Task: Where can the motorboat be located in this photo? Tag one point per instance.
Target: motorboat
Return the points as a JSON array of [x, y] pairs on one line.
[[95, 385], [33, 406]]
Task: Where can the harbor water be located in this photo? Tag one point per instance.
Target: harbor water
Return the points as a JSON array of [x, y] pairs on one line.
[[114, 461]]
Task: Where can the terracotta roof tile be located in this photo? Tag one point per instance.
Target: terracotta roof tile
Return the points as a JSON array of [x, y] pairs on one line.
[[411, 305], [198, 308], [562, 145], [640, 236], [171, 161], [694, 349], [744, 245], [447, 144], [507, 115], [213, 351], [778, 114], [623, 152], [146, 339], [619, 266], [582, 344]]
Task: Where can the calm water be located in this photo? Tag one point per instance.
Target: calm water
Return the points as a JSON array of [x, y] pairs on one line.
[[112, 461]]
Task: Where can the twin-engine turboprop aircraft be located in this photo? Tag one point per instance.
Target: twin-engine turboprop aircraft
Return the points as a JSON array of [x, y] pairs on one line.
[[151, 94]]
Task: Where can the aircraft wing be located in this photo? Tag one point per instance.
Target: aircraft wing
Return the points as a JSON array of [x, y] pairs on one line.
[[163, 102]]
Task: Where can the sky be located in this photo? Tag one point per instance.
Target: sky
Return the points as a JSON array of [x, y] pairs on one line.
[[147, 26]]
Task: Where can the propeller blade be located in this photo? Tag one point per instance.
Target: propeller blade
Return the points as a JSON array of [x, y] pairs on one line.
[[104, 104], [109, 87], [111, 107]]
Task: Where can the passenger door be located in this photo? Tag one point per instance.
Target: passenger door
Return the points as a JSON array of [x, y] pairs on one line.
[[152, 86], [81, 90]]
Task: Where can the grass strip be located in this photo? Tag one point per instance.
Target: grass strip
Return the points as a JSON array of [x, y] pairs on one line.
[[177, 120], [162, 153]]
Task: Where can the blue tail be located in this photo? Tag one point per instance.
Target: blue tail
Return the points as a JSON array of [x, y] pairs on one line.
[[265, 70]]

=-=-=-=-=

Lay out everything from the first line of the data above down to the line containing "[[114, 461]]", both included, as a numbered list, skipping any blank lines.

1. Task: Where can the motorboat be located in this photo? Tag one point per instance.
2. Target: motorboat
3. Return the points as a JSON array of [x, y] pairs on one line.
4. [[95, 385], [33, 406]]
5. Task: Where can the harbor water be located in this photo? Tag one point per instance.
6. Target: harbor water
7. Return the points as a JSON array of [x, y] pairs on one line.
8. [[114, 461]]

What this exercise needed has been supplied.